Request » Please revise the items below, changing "single keypoint" to "single point" wherever it occurs and keeping everything else the same.

(Stored data entries)

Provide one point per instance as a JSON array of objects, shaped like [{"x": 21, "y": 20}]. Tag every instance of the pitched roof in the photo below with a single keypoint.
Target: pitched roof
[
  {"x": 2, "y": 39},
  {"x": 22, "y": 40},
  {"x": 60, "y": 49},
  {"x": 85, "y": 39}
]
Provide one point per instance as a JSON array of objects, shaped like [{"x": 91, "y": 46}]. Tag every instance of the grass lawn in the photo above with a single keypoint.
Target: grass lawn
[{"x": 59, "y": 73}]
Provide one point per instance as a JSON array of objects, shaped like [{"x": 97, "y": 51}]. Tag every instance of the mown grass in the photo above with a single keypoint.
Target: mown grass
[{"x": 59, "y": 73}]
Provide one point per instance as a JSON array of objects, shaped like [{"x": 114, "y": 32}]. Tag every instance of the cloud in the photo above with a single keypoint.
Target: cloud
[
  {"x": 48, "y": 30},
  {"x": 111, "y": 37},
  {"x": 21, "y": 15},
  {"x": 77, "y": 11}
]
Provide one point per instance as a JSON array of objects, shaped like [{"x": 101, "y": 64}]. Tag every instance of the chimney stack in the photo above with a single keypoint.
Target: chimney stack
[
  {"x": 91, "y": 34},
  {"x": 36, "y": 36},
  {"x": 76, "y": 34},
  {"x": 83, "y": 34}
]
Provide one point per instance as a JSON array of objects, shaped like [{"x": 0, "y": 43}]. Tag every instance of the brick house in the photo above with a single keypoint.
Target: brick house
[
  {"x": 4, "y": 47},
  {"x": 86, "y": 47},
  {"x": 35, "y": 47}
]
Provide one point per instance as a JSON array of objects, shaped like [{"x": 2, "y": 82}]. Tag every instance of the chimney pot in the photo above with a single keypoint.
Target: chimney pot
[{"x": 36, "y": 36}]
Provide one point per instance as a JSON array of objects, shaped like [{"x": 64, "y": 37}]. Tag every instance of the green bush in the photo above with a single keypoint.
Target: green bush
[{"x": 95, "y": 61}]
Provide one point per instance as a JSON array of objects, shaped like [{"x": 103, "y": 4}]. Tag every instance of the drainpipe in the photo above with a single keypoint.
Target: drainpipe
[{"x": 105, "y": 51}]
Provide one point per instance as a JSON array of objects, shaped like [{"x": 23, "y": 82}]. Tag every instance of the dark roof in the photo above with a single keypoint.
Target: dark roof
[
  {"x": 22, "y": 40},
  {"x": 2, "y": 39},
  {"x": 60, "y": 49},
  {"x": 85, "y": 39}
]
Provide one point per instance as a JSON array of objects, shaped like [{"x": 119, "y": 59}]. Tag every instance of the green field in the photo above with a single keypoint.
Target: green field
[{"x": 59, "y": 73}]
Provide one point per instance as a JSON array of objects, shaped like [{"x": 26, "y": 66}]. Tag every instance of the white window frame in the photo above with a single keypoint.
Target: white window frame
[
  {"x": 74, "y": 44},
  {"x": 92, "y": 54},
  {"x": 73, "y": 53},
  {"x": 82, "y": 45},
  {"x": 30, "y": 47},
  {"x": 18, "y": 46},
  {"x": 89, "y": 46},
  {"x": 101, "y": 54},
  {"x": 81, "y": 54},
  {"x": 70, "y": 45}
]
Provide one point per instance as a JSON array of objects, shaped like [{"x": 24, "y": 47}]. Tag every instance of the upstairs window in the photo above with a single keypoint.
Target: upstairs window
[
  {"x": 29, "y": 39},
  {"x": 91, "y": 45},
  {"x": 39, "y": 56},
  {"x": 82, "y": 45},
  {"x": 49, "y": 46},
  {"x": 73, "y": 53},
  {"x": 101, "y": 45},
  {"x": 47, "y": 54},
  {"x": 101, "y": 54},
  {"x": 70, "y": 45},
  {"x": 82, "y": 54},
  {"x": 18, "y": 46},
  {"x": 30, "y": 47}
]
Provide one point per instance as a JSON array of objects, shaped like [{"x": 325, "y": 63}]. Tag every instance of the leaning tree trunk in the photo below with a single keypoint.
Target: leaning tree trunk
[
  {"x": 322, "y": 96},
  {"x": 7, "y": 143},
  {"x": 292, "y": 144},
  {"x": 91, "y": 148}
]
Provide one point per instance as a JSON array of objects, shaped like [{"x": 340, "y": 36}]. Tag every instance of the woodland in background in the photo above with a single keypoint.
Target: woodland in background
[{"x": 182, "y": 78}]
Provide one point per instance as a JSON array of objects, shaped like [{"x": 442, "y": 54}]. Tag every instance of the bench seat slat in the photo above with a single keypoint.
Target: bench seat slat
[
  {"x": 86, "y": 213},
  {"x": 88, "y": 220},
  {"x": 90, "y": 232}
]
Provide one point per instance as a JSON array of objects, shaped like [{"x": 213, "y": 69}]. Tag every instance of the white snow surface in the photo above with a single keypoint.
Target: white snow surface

Answer for the task »
Provide one point per instance as a JSON array of objects, shaped like [{"x": 21, "y": 20}]. Tag every instance of the pitched roof in the photo below with a single point.
Target: pitched roof
[
  {"x": 2, "y": 39},
  {"x": 22, "y": 40},
  {"x": 60, "y": 49},
  {"x": 85, "y": 39}
]
Provide one point per instance as a JSON array of objects, shaped like [{"x": 91, "y": 46}]. Tag every instance of the grass lawn in the photo above with a single point.
Target: grass lawn
[{"x": 59, "y": 73}]
Provide one point per instance as a JSON array of objects, shaped like [{"x": 97, "y": 51}]. Tag every instance of the mown grass in the photo above with a single point.
Target: mown grass
[{"x": 59, "y": 73}]
Provide one point per instance as a JSON array of objects, shaped like [{"x": 114, "y": 32}]. Tag every instance of the cloud in the photo above with a single point.
Target: cloud
[
  {"x": 48, "y": 30},
  {"x": 111, "y": 37},
  {"x": 21, "y": 15},
  {"x": 77, "y": 11}
]
Provide one point per instance as a JSON array of objects, shaped like [{"x": 101, "y": 64}]. Tag every instance of the chimney stack in the photo above with a single point.
Target: chimney stack
[
  {"x": 91, "y": 34},
  {"x": 36, "y": 36},
  {"x": 76, "y": 34},
  {"x": 83, "y": 34}
]
Provide one point per instance as a JSON array of objects, shaped like [{"x": 0, "y": 43}]. Tag every instance of the brick house in the photo above with a single point.
Target: brick house
[
  {"x": 4, "y": 47},
  {"x": 86, "y": 47},
  {"x": 35, "y": 47}
]
Provide one point per instance as a JSON array of objects, shaped like [{"x": 2, "y": 82}]. Tag every instance of the chimney pot in the photo above with a single point.
Target: chimney pot
[{"x": 36, "y": 36}]
Provide one point per instance as a JSON array of objects, shaped like [{"x": 64, "y": 37}]. Tag every instance of the green bush in the photo above with a single point.
Target: green bush
[{"x": 95, "y": 61}]
Provide one point per instance as a JSON array of objects, shaped like [{"x": 103, "y": 4}]. Tag every instance of the drainpipe in the photo above with a single point.
Target: drainpipe
[{"x": 105, "y": 51}]
Provide one point per instance as a JSON array of objects, shaped like [{"x": 23, "y": 82}]. Tag every instance of the dark roof in the photo above with a single point.
Target: dark roof
[
  {"x": 22, "y": 40},
  {"x": 2, "y": 39},
  {"x": 60, "y": 49},
  {"x": 85, "y": 39}
]
Provide one point per instance as a JSON array of objects, shaped like [{"x": 119, "y": 59}]. Tag every instance of the green field in the photo above with a single point.
Target: green field
[{"x": 59, "y": 73}]
Provide one point per instance as a JSON array of objects, shaped like [{"x": 26, "y": 66}]. Tag every instance of the white window frame in the photo above with a single point.
Target: white window frame
[
  {"x": 74, "y": 44},
  {"x": 92, "y": 54},
  {"x": 73, "y": 53},
  {"x": 82, "y": 45},
  {"x": 30, "y": 47},
  {"x": 18, "y": 46},
  {"x": 89, "y": 46},
  {"x": 101, "y": 54},
  {"x": 81, "y": 54},
  {"x": 70, "y": 45}
]
Provide one point per instance as a JSON array of objects, shaped like [{"x": 24, "y": 47}]. Tag every instance of the upstairs window in the photo above with a single point.
Target: upstairs window
[
  {"x": 29, "y": 39},
  {"x": 91, "y": 45},
  {"x": 39, "y": 56},
  {"x": 82, "y": 45},
  {"x": 49, "y": 46},
  {"x": 73, "y": 53},
  {"x": 101, "y": 45},
  {"x": 47, "y": 54},
  {"x": 101, "y": 54},
  {"x": 70, "y": 45},
  {"x": 82, "y": 54},
  {"x": 18, "y": 46},
  {"x": 30, "y": 47}
]
Provide one point per instance as a JSON array of objects, shaped like [{"x": 325, "y": 63}]. Tag every instance of the leaning tree trunk in the photo below with a single point.
Target: leaning tree trunk
[
  {"x": 322, "y": 96},
  {"x": 7, "y": 143},
  {"x": 292, "y": 144},
  {"x": 91, "y": 148}
]
Provide one point per instance as a JSON array of objects, shaped like [{"x": 340, "y": 36}]. Tag every instance of the woodland in background in the photo above with a single point.
Target: woodland in background
[{"x": 182, "y": 78}]
Provide one point per instance as a JSON array of objects, shaped like [{"x": 442, "y": 54}]. Tag every instance of the bench seat slat in the photo above with a single point.
Target: bench seat slat
[
  {"x": 86, "y": 213},
  {"x": 88, "y": 220},
  {"x": 90, "y": 232}
]
Provide one point per instance as a JSON array of objects, shaped like [{"x": 213, "y": 69}]. Tag every instance of the white snow surface in the photo above with a single point.
Target: white snow surface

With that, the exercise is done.